**Problems to solve**
**A.** Translate into French the following sentence from the passage on prayer: "What would become of Manchester if it were not for the reservoirs at Woodhead away among the hills?"
**B.** Answer these questions using the passage on prayer:
(i) Which short prayers does the passage give as examples of those sent up amid the stress of daily life?
(ii) According to the passage, where are the reservoirs that supply Manchester?
(iii) In the quoted verse, what does the servant who sweeps a room "as by Thy laws" make fine?

─── Exercise passage ───

But how may we maintain that state of continual devotion, even amidst the various and necessary occupations of our daily lives? As I said, we need not trouble ourselves about the possibility of complete attainment of that ideal. We know that we can each of us pray a great deal more than we do, and if there are regions in our lives into which we feel that God will not come, habits that we have dropped into which we feel to be a film between us and Him, the sooner we get rid of them the better. But into all our daily duties, dear friends, however absorbing, however secular, however small, however irritating they may be, however monotonous, into all our daily duties it is possible to bring Him.

'A servant with this clause
Makes drudgery divine,
Who sweeps a room, as by Thy laws,
Makes that and the calling fine.'

But if that is our aim, our conscious aim, our honest aim, we shall recognise that a help to it is words of prayer. I do not believe in silent adoration, if there is nothing but silent; and I do not believe in a man going through life with the conscious presence of God with him, unless, often, in the midst of the stress of daily life, he shoots little arrows of two-worded prayers up into the heavens, 'Lord! be with me.' 'Lord! help me.' 'Lord! stand by me now'; and the like. 'They cried unto God in the battle,' when some people would have thought they would have been better occupied in trying to keep their heads with their swords. It was not a time for very elaborate supplications when the foemen's arrows were whizzing round them, but 'they cried unto the Lord, and He was entreated of them.' 'Pray without ceasing.'

Further, if we honestly try to obey this precept we shall more and more find out, the more earnestly we do so, that set seasons of prayer are indispensable to realising it. I said that I do not believe in silent adoration unless it sometimes finds its tongue, nor do I believe in a diffused worship that does not flow from seasons of prayer. There must be, away up amongst the hills, a dam cast across the valley that the water may be gathered behind it, if the great city is to be supplied with the pure fluid. What would become of Manchester if it were not for the reservoirs at Woodhead away among the hills? Your pipes would be empty. And that is what will become of you Christian professors in regard to your habitual consciousness of God's presence, if you do not take care to have your hours of devotion sacred, never to be interfered with, be they long or short, as may have to be determined by family circumstances, domestic duties, daily avocations, and a thousand other causes. But, unless we pray at set seasons, there is little likelihood of our praying without ceasing.

─── Data records ───

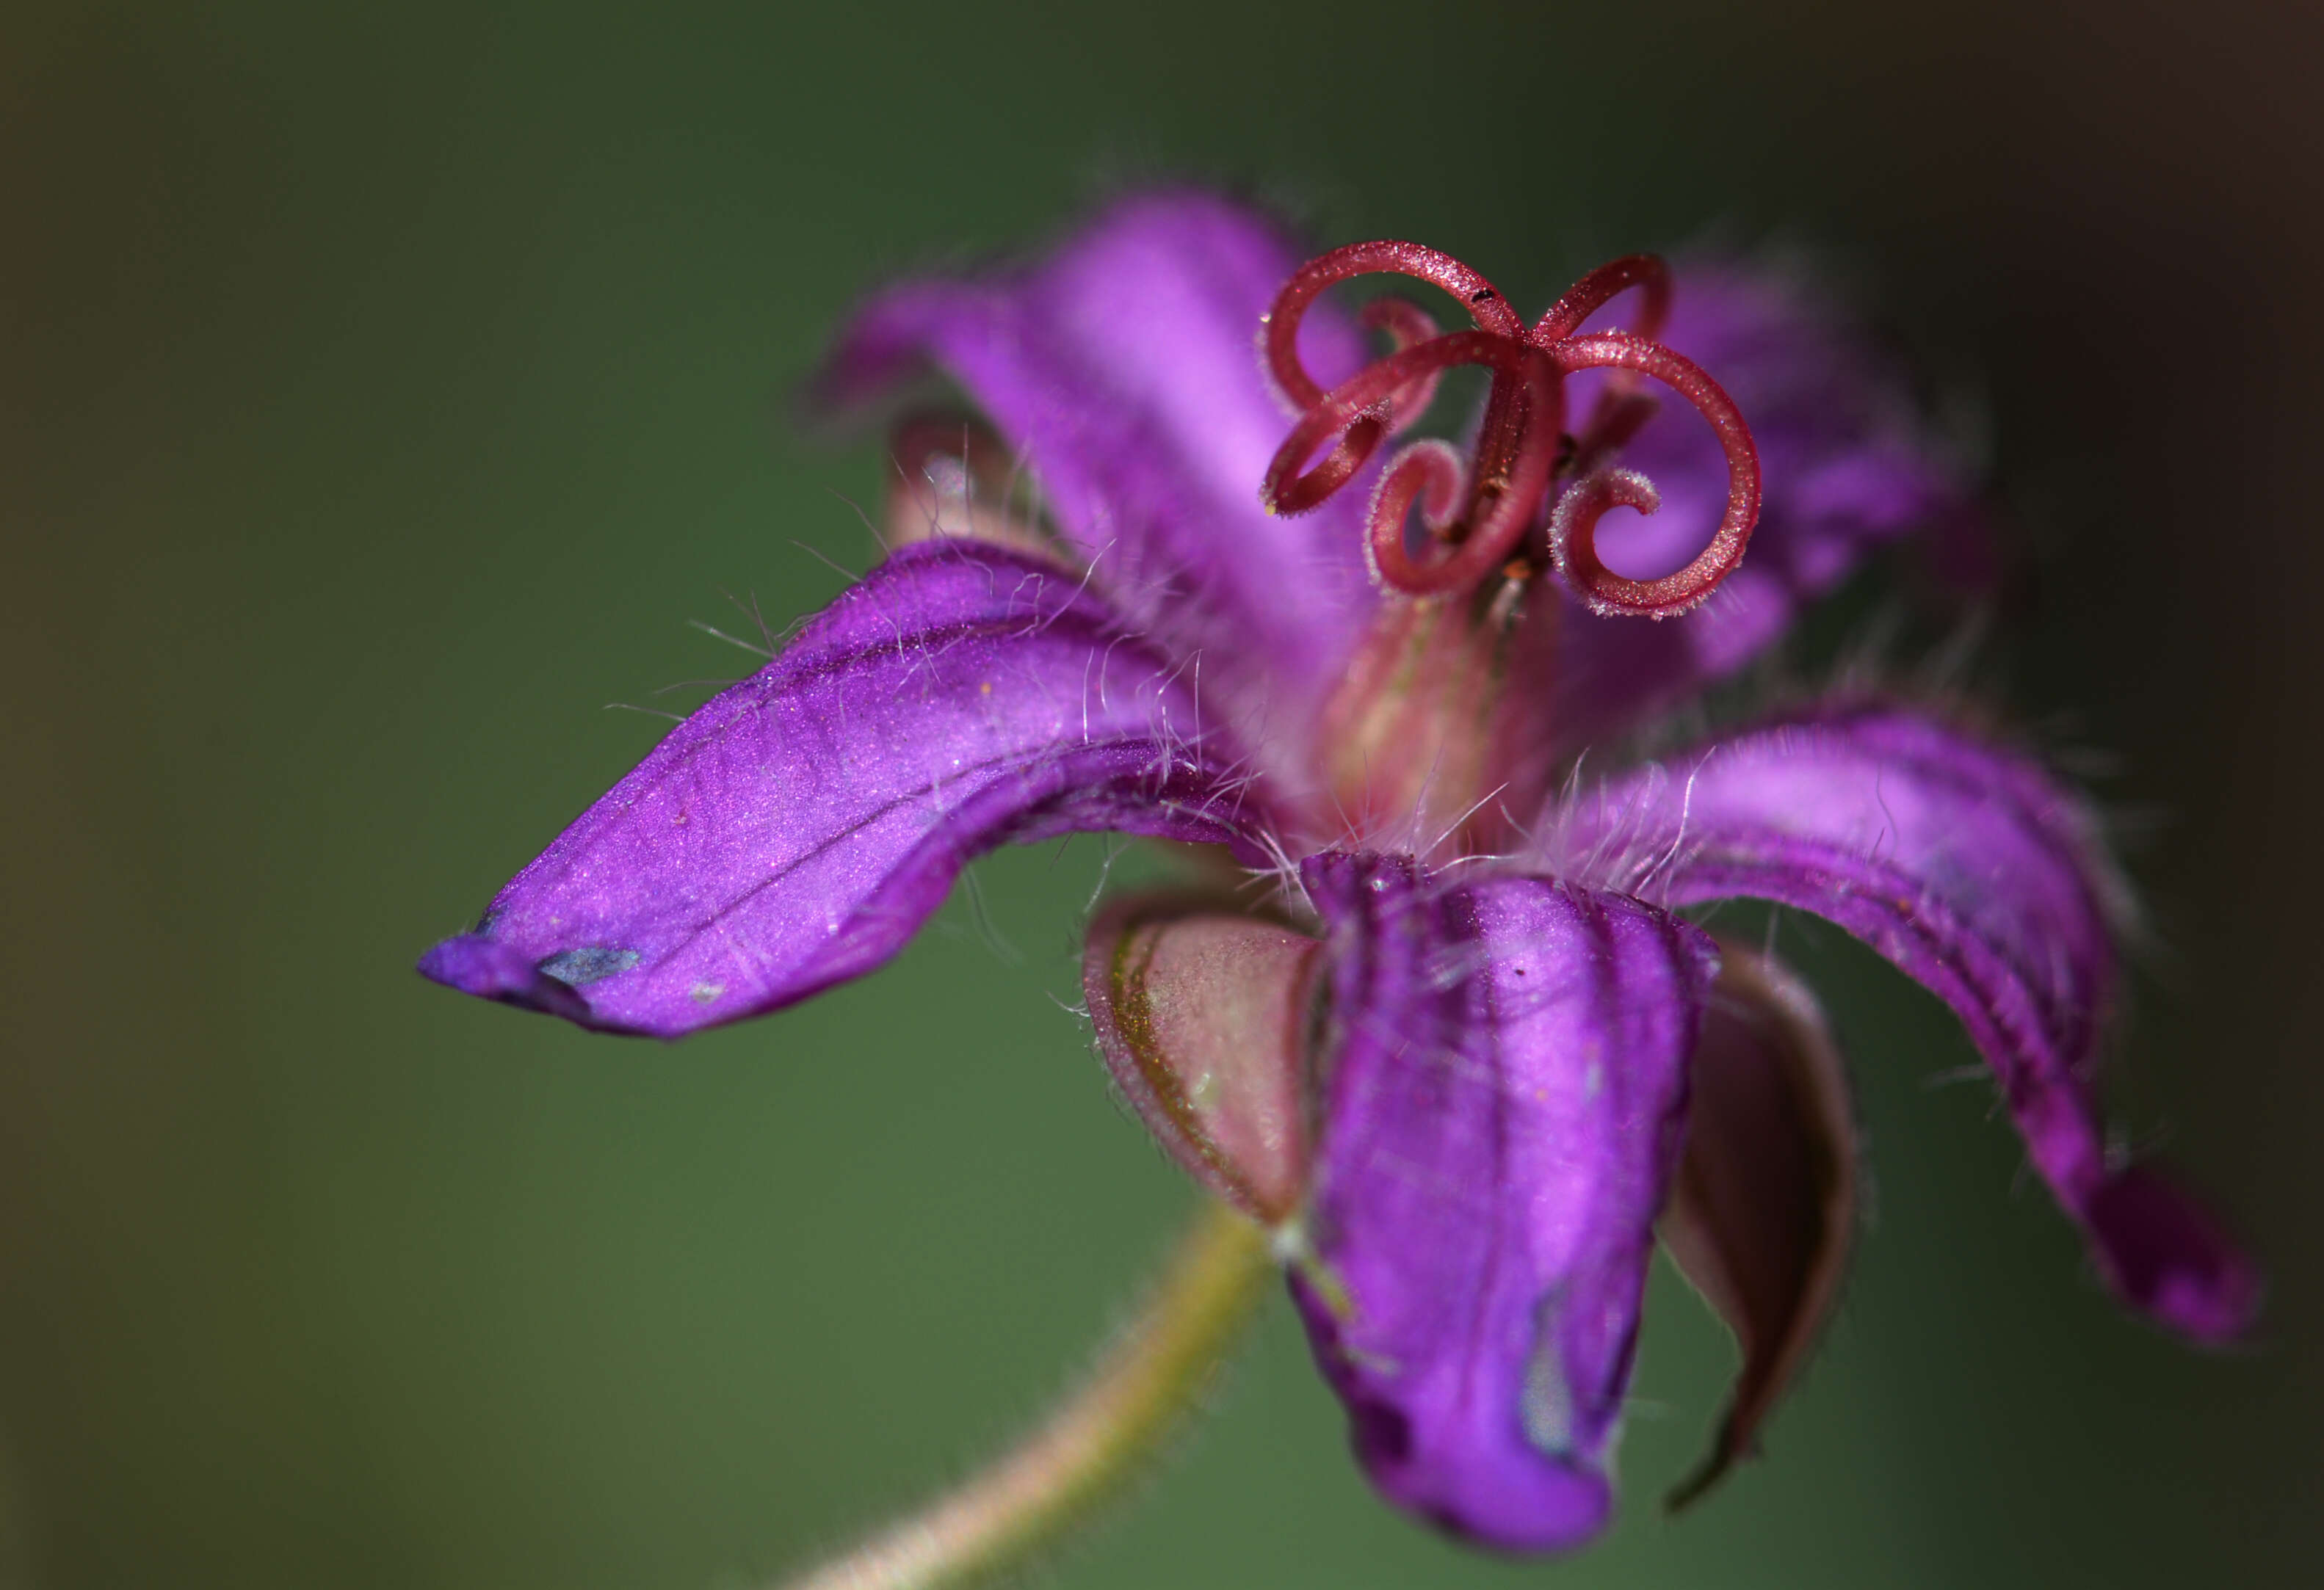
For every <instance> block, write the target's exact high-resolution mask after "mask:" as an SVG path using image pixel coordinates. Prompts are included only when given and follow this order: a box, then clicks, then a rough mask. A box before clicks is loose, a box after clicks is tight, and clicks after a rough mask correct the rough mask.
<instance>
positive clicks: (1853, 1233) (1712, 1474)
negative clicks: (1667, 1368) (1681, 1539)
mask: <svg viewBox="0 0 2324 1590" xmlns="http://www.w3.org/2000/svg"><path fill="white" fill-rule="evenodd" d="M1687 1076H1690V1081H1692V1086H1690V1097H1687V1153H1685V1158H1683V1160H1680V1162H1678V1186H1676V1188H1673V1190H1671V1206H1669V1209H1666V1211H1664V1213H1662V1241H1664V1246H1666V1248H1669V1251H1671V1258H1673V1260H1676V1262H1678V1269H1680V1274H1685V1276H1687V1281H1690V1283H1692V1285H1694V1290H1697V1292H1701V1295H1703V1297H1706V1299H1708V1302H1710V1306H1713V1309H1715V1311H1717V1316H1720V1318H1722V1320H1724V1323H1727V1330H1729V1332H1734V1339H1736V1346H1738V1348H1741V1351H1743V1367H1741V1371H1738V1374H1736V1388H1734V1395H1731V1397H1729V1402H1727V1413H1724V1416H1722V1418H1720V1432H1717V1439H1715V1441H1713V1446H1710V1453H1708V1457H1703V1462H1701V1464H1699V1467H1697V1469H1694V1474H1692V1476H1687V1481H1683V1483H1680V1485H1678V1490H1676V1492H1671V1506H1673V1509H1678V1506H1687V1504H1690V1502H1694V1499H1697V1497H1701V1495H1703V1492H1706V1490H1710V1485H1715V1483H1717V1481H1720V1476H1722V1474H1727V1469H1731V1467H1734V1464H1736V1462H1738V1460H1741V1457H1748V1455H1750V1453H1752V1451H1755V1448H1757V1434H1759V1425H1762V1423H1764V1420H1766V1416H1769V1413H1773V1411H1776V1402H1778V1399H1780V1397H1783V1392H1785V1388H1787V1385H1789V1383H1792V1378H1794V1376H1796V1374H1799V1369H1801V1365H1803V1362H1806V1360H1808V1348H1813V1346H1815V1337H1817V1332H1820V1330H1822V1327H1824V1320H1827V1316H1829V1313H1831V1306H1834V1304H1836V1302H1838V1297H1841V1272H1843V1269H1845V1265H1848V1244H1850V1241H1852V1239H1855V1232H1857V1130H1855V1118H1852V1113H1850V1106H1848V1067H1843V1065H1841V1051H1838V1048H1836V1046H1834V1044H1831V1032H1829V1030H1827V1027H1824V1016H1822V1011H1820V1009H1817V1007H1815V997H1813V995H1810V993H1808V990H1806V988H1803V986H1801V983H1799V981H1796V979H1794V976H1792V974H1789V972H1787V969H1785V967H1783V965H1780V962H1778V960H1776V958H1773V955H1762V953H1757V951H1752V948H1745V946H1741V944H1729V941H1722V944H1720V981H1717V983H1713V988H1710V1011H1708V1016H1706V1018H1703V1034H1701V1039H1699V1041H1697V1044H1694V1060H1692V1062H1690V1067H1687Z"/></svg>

───

**Results for the exercise**
**A.** Que deviendrait Manchester sans les réservoirs de Woodhead, au loin parmi les collines ?

**B.**
(i) 'Lord! be with me,' 'Lord! help me,' and 'Lord! stand by me now.'
(ii) At Woodhead, away among the hills.
(iii) That, meaning the sweeping of the room, and the calling.